### SUPPLIED PASSAGE
<<<<
Not long after the parliamentary budget officer filed a court action against the federal government because requested budget details had not been provided by a number of government departments, the Truth and Reconciliation Commission is going to court in an effort to gain access to government records involving the Indian residential school system.
As indicated in a Canadian Press story in Monday's Herald, the commission is accusing Ottawa of blocking its efforts to obtain documents the inquiry says are necessary to carry out its mandate of "delivery on truth, reconciliation and ultimately healing."
The Truth and Reconciliation Commission was established in June 2008 as part of the federal government's official apology to Canada's First Nations people for the harm done to them during the shameful residential school era. One of the aims of the commission was to "prepare a comprehensive historical record on the policies and operations of the schools."
It stands to reason that, in order to prepare a comprehensive record of policies and operations, access to government documents about the residential school period would be of great importance. The government insists it has been co-operating with the commission, providing a million documents already. The commission counters that there are many others that have not been made available.
If the commission is indeed being stymied in its efforts to obtain this information, what's going on? What happened to the "truth" part of the commission's title? Is it possible the government is being selective about the documentation it is providing? If that is the case, the government is undermining the efforts of the commission it created to unearth the truth about the residential school era. And if truth is being blocked, how is the inquiry process supposed to bring about reconciliation?
>>>>
### WHAT THIS EXERCISE ASKS
- 1) Do the following statements agree with the passage on the Truth and Reconciliation Commission's court action above? Answer yes or no for each and quote the deciding words. (a) The commission was set up in June 2008. (b) The government says it has already handed over a million documents. (c) The parliamentary budget officer went to court after the commission did.
- 2) Write a continuation of the passage on the Truth and Reconciliation Commission's court action, starting after its final sentence.

### GIVEN MATERIAL
<<<<
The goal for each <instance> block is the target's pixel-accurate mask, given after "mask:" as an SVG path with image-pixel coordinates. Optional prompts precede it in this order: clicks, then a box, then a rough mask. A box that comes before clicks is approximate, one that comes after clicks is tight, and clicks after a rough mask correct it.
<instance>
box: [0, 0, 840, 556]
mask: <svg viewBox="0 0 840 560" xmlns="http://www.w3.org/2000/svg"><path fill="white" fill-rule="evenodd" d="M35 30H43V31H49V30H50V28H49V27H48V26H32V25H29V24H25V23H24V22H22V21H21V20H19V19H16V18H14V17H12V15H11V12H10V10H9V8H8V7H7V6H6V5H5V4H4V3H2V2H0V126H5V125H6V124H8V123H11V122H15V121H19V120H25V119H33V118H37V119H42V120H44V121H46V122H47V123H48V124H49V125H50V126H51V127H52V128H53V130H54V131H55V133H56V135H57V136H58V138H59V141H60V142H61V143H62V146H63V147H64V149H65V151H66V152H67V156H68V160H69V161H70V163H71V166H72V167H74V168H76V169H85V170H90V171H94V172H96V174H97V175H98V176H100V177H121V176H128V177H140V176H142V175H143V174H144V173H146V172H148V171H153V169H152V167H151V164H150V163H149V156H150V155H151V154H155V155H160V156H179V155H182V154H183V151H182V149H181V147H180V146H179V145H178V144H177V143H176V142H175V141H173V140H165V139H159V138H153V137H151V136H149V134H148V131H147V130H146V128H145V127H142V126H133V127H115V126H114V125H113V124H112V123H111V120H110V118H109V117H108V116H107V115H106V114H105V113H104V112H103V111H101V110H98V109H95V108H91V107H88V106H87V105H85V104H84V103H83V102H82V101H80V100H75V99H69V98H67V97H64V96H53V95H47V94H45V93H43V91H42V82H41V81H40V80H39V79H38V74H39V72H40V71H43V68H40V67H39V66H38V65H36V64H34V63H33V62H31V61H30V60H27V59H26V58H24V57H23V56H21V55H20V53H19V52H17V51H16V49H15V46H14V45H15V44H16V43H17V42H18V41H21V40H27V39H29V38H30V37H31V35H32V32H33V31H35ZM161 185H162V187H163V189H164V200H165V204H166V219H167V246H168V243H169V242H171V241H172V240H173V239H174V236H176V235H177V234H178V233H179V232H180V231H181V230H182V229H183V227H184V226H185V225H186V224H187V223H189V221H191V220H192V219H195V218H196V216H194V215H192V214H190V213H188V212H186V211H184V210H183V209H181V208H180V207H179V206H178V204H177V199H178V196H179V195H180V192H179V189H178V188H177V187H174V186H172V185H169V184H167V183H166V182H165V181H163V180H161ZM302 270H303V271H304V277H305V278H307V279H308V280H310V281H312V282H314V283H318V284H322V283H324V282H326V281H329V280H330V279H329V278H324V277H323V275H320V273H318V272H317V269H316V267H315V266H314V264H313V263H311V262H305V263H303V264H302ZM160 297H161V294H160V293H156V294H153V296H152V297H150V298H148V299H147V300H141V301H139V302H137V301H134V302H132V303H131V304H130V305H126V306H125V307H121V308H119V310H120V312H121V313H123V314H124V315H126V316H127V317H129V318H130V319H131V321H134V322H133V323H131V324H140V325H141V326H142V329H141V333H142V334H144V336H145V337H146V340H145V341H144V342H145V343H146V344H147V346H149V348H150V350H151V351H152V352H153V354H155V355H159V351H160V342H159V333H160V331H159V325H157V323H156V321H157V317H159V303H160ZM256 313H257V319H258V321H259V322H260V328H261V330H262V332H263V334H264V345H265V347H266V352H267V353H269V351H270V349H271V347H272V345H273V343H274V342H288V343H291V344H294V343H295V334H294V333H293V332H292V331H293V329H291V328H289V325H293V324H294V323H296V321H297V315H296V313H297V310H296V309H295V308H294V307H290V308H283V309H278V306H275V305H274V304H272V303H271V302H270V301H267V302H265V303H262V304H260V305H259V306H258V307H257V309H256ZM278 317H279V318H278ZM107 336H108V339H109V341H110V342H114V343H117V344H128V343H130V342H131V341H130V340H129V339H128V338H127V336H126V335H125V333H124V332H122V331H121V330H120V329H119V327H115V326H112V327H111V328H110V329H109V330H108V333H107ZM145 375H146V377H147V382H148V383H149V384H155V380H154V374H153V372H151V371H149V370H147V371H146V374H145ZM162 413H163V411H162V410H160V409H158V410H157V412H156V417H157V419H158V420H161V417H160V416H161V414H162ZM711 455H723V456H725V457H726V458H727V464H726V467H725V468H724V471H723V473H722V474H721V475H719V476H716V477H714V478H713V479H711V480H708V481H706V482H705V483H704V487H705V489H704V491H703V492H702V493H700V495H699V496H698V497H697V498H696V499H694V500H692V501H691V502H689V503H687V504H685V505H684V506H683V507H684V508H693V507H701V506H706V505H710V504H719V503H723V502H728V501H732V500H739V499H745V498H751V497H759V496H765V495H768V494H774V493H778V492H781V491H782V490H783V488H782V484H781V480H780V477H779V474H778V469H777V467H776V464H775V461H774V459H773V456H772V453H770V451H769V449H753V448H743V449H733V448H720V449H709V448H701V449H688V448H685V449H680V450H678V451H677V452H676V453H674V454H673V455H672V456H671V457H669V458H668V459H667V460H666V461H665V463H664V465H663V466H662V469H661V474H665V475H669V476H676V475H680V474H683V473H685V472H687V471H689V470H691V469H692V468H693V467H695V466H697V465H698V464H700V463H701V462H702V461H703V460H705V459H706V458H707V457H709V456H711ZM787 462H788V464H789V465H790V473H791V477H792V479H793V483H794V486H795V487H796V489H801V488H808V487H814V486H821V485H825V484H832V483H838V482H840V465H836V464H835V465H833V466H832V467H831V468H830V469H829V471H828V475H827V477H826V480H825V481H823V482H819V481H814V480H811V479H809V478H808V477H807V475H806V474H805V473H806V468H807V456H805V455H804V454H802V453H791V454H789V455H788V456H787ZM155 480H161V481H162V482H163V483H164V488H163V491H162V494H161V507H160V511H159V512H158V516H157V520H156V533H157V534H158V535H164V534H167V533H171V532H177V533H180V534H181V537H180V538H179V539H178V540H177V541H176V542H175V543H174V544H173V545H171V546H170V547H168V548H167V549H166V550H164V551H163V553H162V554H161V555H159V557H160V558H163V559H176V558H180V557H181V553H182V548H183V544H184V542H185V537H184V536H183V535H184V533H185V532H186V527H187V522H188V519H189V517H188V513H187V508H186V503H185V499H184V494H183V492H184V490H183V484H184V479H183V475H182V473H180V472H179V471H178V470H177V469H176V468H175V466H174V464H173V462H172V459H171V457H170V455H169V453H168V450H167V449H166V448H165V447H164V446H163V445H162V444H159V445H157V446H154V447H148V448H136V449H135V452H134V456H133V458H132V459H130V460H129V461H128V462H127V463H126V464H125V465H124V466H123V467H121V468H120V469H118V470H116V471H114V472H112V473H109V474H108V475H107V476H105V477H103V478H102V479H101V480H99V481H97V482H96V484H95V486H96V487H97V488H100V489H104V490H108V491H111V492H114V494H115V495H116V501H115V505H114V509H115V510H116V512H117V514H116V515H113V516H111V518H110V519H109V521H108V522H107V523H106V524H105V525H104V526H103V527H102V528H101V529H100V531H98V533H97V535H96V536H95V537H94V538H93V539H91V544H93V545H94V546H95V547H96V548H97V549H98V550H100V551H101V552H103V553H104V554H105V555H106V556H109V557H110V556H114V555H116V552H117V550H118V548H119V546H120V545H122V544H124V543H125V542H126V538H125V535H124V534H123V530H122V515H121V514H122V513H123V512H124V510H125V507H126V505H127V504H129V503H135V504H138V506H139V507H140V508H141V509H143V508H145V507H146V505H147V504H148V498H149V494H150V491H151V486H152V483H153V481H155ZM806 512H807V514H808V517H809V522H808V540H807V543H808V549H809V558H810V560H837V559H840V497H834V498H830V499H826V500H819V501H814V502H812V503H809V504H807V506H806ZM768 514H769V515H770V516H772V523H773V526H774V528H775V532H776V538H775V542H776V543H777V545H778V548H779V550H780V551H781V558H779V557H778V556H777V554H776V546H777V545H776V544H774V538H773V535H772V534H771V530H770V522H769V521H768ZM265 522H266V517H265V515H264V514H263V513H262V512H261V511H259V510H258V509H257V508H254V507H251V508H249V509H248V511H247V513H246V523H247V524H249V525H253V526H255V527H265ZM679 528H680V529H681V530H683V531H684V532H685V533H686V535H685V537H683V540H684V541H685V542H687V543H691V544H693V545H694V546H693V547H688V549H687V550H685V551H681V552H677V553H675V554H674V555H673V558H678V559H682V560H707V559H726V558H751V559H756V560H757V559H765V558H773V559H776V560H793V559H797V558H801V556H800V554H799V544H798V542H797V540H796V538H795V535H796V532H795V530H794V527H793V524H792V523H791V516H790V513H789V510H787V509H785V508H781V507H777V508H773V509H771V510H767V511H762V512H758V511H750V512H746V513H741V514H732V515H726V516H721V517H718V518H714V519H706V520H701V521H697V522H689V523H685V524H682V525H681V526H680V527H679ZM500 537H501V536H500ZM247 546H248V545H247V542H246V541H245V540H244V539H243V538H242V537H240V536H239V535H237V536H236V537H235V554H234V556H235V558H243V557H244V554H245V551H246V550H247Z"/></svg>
>>>>
### RESPONSES BY TASK
- 1)
(a) Yes: "The Truth and Reconciliation Commission was established in June 2008"
(b) Yes: "The government insists it has been co-operating with the commission, providing a million documents already."
(c) No: "Not long after the parliamentary budget officer filed a court action against the federal government because requested budget details had not been provided by a number of government departments, the Truth and Reconciliation Commission is going to court"

- 2)
When Prime Minister Stephen Harper made the official apology on behalf of Canada in June 2008, he said, "Today, we recognize that this policy of assimilation was wrong, has caused great harm and has no place in our country," the prime minister said.
He later called the apology "an important evolution in Canada's relationship with our first peoples."
But if the government-created Truth and Reconciliation Commission is being hindered in its efforts, how is that going to help Canada's relationship with its First Nations residents?
In documents filed with the Ontario Superior Court of Justice, the commission's factum says, "If the parties, through incompetence, delays or deliberate stonewalling (or a combination thereof) sabotage the work of the commission, then Canadians are certain to forget (and never fully learn) what has happened."
That would not only be a waste of the $60-million commission, but it would be a slap in the face to the First Nations people, particularly those who endured suffering as a result of the residential school system who were promised that the truth would come out so that healing can take place.
If the truth becomes a casualty of bureaucracy or politics, how will the healing occur?